**Work task:**
All the data should be repeated exactly. Any image in it is left out.

**Material provided:**
######
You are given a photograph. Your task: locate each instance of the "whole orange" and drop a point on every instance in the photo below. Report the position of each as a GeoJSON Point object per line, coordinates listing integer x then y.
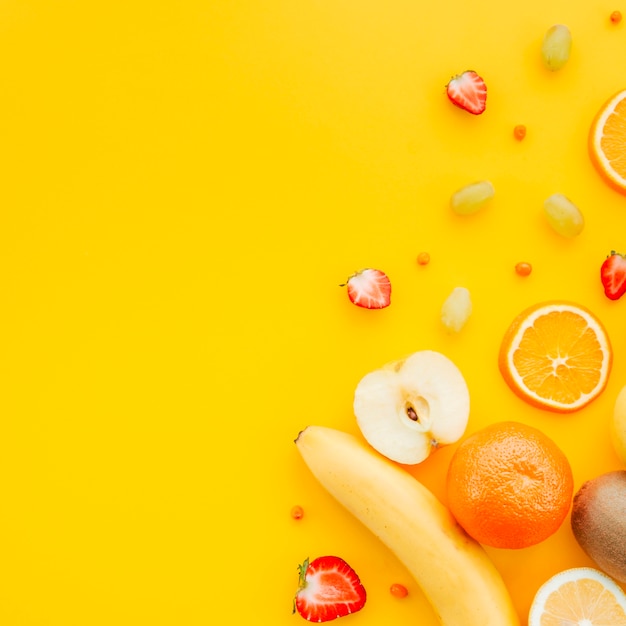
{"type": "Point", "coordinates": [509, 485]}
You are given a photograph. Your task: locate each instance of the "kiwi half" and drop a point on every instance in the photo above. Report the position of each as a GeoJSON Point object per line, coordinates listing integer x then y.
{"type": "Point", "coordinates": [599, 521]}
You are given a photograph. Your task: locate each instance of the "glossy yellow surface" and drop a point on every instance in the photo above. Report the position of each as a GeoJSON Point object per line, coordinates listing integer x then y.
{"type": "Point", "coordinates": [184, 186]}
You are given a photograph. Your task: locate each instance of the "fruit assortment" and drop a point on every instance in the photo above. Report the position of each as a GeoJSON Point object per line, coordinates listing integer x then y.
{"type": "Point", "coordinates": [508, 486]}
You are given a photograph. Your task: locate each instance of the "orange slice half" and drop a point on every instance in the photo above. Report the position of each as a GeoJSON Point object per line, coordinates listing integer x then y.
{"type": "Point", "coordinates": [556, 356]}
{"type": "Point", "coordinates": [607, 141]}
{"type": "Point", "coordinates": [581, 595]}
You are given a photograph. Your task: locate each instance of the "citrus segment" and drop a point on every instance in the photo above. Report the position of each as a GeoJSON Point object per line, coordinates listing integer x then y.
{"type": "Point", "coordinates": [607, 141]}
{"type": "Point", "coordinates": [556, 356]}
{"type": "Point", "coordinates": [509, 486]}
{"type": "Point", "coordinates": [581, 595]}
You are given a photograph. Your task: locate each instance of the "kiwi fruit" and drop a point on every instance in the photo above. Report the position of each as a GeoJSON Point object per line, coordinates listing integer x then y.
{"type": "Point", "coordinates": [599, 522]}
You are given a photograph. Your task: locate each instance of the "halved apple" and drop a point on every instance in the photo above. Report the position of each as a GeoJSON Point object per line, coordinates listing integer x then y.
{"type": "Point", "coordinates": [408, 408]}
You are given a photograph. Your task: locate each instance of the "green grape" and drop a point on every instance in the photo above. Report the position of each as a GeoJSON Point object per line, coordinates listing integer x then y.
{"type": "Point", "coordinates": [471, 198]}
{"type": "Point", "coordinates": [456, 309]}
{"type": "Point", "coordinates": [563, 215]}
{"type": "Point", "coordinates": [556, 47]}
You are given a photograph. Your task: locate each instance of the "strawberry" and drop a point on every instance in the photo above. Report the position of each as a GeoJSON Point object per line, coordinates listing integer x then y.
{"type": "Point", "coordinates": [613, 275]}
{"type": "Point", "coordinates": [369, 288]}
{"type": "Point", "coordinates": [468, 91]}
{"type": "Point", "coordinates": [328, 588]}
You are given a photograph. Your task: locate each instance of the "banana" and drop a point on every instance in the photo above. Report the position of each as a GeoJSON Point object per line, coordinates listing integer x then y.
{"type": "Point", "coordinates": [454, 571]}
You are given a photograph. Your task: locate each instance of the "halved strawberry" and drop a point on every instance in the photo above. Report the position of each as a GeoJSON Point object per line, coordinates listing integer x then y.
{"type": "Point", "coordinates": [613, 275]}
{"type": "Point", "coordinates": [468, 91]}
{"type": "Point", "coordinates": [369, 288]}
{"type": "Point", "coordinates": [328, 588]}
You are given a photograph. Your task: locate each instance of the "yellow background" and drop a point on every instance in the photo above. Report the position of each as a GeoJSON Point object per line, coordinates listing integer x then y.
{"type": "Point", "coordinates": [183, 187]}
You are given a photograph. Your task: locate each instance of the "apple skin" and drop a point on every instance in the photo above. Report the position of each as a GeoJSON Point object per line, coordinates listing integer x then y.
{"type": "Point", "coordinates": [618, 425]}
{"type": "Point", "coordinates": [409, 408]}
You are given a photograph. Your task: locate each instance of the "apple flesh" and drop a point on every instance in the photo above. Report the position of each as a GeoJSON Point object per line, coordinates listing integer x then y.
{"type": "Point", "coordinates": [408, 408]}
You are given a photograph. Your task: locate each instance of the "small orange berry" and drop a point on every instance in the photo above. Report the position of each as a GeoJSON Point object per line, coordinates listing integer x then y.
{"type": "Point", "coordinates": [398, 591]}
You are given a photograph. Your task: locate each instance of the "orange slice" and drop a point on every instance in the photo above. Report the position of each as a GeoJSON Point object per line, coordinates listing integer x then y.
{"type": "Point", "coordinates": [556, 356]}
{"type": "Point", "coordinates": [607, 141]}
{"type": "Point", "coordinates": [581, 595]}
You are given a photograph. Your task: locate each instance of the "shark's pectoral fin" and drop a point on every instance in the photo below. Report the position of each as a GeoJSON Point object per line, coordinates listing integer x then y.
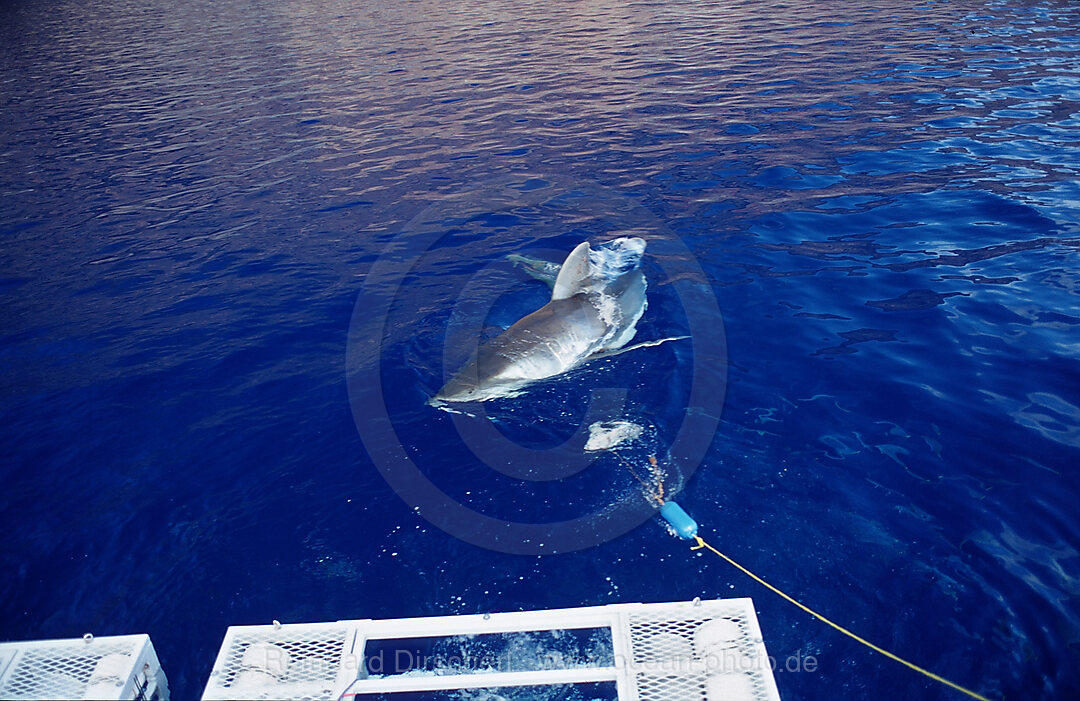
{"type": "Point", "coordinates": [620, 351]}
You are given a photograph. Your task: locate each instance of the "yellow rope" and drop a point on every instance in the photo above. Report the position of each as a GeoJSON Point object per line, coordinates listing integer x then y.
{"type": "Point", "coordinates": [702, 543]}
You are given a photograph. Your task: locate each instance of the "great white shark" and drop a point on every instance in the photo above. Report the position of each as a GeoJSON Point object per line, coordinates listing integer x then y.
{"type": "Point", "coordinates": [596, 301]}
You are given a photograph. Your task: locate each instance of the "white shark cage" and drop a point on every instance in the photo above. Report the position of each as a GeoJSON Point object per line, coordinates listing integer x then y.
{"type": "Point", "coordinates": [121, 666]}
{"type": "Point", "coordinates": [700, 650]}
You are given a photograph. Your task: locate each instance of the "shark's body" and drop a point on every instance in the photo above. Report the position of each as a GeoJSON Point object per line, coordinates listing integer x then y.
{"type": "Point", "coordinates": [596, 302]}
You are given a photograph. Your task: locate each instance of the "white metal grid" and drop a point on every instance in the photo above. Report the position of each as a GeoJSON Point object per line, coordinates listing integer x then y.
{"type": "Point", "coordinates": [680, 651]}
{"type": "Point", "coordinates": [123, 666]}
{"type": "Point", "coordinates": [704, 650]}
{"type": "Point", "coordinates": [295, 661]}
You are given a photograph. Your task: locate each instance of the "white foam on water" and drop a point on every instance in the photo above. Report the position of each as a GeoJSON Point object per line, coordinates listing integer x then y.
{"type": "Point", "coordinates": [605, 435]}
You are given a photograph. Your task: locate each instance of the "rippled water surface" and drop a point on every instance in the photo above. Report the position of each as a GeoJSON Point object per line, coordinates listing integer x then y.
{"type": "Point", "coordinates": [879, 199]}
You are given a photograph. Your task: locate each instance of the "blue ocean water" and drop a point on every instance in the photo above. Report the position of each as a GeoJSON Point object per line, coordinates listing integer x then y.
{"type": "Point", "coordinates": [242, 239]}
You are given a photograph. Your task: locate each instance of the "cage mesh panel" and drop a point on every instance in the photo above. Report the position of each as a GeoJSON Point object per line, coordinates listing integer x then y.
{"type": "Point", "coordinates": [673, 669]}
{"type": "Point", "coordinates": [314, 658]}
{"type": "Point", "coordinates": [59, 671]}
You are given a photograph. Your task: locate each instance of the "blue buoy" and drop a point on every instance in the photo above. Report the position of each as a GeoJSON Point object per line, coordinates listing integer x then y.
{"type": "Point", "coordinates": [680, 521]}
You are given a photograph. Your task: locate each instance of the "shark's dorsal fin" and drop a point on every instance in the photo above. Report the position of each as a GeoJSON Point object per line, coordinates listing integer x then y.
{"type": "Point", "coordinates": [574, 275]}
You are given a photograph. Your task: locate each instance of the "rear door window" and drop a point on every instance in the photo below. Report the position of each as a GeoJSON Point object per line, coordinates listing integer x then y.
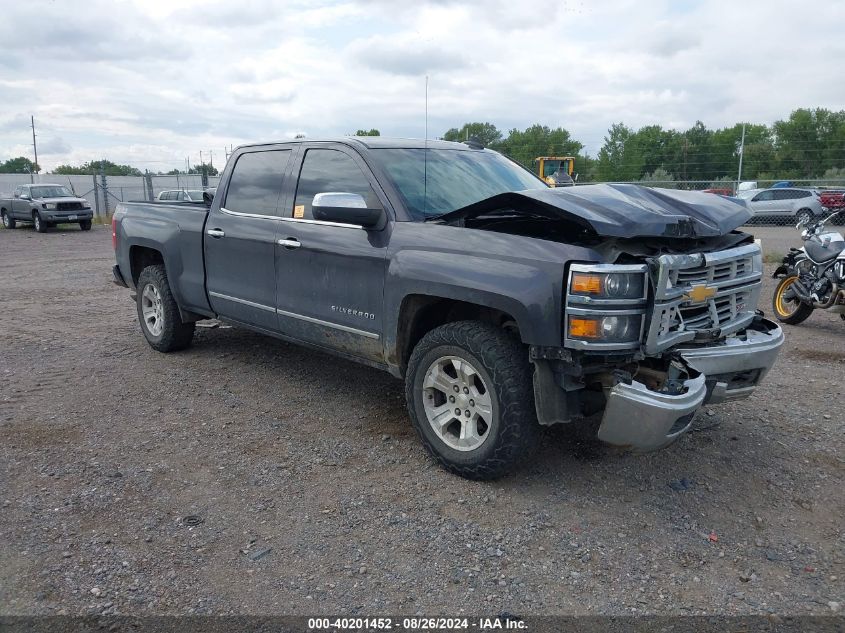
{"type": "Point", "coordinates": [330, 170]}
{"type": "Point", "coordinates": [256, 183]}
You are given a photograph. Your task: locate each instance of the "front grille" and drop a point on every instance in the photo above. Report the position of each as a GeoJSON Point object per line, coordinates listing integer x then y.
######
**Problem solution:**
You are given a photograph. Your task: locate each instance of the "whole orange" and drop a point on every instance in the photo below. Report the position of each as a GeoJSON Point object per line, coordinates listing integer x then y.
{"type": "Point", "coordinates": [509, 485]}
You are given a photograph. Your task: locate each instance of the "kiwi half" and drop a point on every instance in the photo above. Report the position of each as a GeoJSON Point object per line, coordinates listing integer x then y.
{"type": "Point", "coordinates": [599, 521]}
You are given a photograph. Your task: locate each instance of the "glossy yellow surface" and drop a point on every instance in the photo above. Report the position of each as a GeoJSON Point object per line, coordinates listing integer x then y.
{"type": "Point", "coordinates": [184, 186]}
You are given a photograph. Your task: locate each instance of the "fruit assortment" and drop a point on every instance in the photo above. Report the position of each as a GeoJSON Point object per line, coordinates listing integer x then y.
{"type": "Point", "coordinates": [508, 486]}
You are given a photograph. Your task: locate each instance of the "orange slice half" and drop a point on every instance in the photo above. Report the position of each as a GeoJSON Point object per line, coordinates listing integer x then y.
{"type": "Point", "coordinates": [556, 356]}
{"type": "Point", "coordinates": [607, 141]}
{"type": "Point", "coordinates": [581, 595]}
You are given a photograph. Your task: locate each instance of the "citrus segment" and drop a point on every instance in the photo above. Report the position of each as a GeoJSON Point object per line, coordinates listing integer x then y.
{"type": "Point", "coordinates": [607, 141]}
{"type": "Point", "coordinates": [556, 356]}
{"type": "Point", "coordinates": [509, 486]}
{"type": "Point", "coordinates": [581, 595]}
You are given a photograph. Your task: locate each instance of the "kiwi fruit" and drop a point on every instance in the photo above. Report the position of each as a GeoJSON Point object per line, coordinates listing integer x then y.
{"type": "Point", "coordinates": [599, 522]}
You are given a photograph. Your task: locate each instance of the "halved apple" and drop a point on every instance in the photo above. Report the position of each as a GeoJSON Point object per line, coordinates listing integer x then y.
{"type": "Point", "coordinates": [408, 408]}
You are given a photograph. Your task: locate each instance of the "green grape" and drop a point on every instance in the photo above. Report the position of each as a GeoJSON Point object per line, coordinates listing integer x then y.
{"type": "Point", "coordinates": [471, 198]}
{"type": "Point", "coordinates": [456, 309]}
{"type": "Point", "coordinates": [563, 215]}
{"type": "Point", "coordinates": [556, 47]}
You are given a photograph. Your task: locate each instance of the "strawberry" and drop a point on every instance in the photo above. Report the position of each as a GeoJSON Point object per line, coordinates listing integer x then y.
{"type": "Point", "coordinates": [613, 275]}
{"type": "Point", "coordinates": [369, 288]}
{"type": "Point", "coordinates": [468, 91]}
{"type": "Point", "coordinates": [328, 588]}
You are given a photograph. Your task: locate each instance of the "banana" and drop a point on every instance in the photo above. Report the position of each as a GeoJSON Point object per line, coordinates listing integer x then y.
{"type": "Point", "coordinates": [454, 571]}
You are given a photograph. Your task: locate each instance of the "halved strawberry" and drop a point on every instance in the photo above. Report the position of each as a GeoJSON Point object per line, coordinates listing integer x then y.
{"type": "Point", "coordinates": [613, 275]}
{"type": "Point", "coordinates": [468, 91]}
{"type": "Point", "coordinates": [369, 288]}
{"type": "Point", "coordinates": [328, 588]}
You are given a photograph. Your task: locate each instance of the "yellow background" and drop a point on every instance in the photo above. Report the position of each as a GeoJSON Point object per line, coordinates listing integer x then y.
{"type": "Point", "coordinates": [183, 187]}
You are given a photograph. Your task: locate each instance of the "apple skin" and drop a point on every instance in the photo above. Report the position of each as a GeoJSON Point object per line, coordinates listing integer x then y.
{"type": "Point", "coordinates": [618, 425]}
{"type": "Point", "coordinates": [409, 408]}
You are given a photograph. Your task: locate each instance of the "apple flesh" and drop a point on every instance in the photo above. Report the position of each as a GeoJSON Point object per line, coordinates listing integer x then y.
{"type": "Point", "coordinates": [408, 408]}
You are given a photograph. Your task: locate each instance of the "small orange berry" and drop a point on every instance in the photo above. Report the position of each as a GeoJSON Point object per line, coordinates listing integer x then y.
{"type": "Point", "coordinates": [398, 591]}
You are given a photograph. Your task: locate each instance of the "orange slice" and drop a point on every instance in the photo above. Report the position of each as a GeoJSON Point object per line, coordinates listing integer x then y.
{"type": "Point", "coordinates": [556, 356]}
{"type": "Point", "coordinates": [607, 141]}
{"type": "Point", "coordinates": [581, 595]}
You are given a photograph. Your task: locate each instance of the "shark's pectoral fin" and drop a point on every instance in the photo below. Report the position of each as a GeoJSON Point object per line, coordinates listing integer x then y.
{"type": "Point", "coordinates": [620, 351]}
You are given a photograph. Your task: locate each instance of the "yellow rope" and drop a point on every instance in the photo above. Report the position of each as a GeoJSON Point object per line, coordinates listing integer x then y.
{"type": "Point", "coordinates": [702, 543]}
You are given a photograph. Your task: locate each instance of the "great white shark" and drop a point on every instance in the photo above. Report the position of each as a GeoJSON Point object per line, coordinates listing integer x then y.
{"type": "Point", "coordinates": [596, 301]}
You are given a photograph. Your task: locate each instance of the "white shark cage" and drop a point on every instance in the photo above. Report the position of each as a GeoJSON Point object per line, coordinates listing integer x then y.
{"type": "Point", "coordinates": [121, 666]}
{"type": "Point", "coordinates": [700, 650]}
You are given a photograph. Your task: locate each instance of the "shark's body" and drop a point on every instance in the photo above. Report the position of each as a GeoJSON Point object per line, coordinates listing integer x then y.
{"type": "Point", "coordinates": [596, 302]}
You are given a photograph. Your task: locate each instance of the "white metal grid" and drop a point on every instance in the photo above. Report the position of each as a GeoJSON Point object per line, coordinates listing integer x then y.
{"type": "Point", "coordinates": [680, 651]}
{"type": "Point", "coordinates": [123, 666]}
{"type": "Point", "coordinates": [704, 650]}
{"type": "Point", "coordinates": [295, 661]}
You are given a photograph. Your task: locate each instance of the "white foam on water" and drop a point on every instance in the photo above. Report the position of each as a GeoJSON Point object per line, coordinates listing integer x then y.
{"type": "Point", "coordinates": [605, 435]}
You are given a photograph. Your task: locate each instance of the "rippled water surface" and drop a point on every instance in the photo above. Report the position of each as a GeoJSON Point object per line, coordinates listing integer x then y.
{"type": "Point", "coordinates": [879, 199]}
You are given a photograph. Your task: locate each instance of the "blue ocean water" and drop a point on every instance in the photo above. Report the position of each as a GeoJSON Point object per line, coordinates listing integer x then y.
{"type": "Point", "coordinates": [242, 239]}
You are given a photograph. Your task: locate each instance of the "cage mesh panel" and drop a point on every instance in the photo above. Report the position of each as a GeoJSON Point object per line, coordinates listing integer x then y.
{"type": "Point", "coordinates": [673, 669]}
{"type": "Point", "coordinates": [314, 658]}
{"type": "Point", "coordinates": [59, 671]}
You are given a photograph. Your task: locate each instance of the "blue buoy" and drop a point on every instance in the photo above. Report the position of each as a GeoJSON Point object per line, coordinates listing integer x then y.
{"type": "Point", "coordinates": [680, 521]}
You are given a photograph. Your task: locate each instance of the "shark's dorsal fin" and drop a point on every instance in the photo above. Report the position of each as a GeoJSON Point object per line, coordinates listing integer x then y.
{"type": "Point", "coordinates": [574, 275]}
You are given a photograph. Your task: locate each instance of the "rear door window" and drop a point on every instance in the photo below. Report the position of each as a GeoJSON Point object per line, coordinates listing integer x then y.
{"type": "Point", "coordinates": [330, 170]}
{"type": "Point", "coordinates": [256, 183]}
You are given a photograph. Your task: locate each instance of the "front grille" and drop a point on every instance in the photo above. Report the position of each as a GeoJSON Point object per line, coordinates listing integer x then y.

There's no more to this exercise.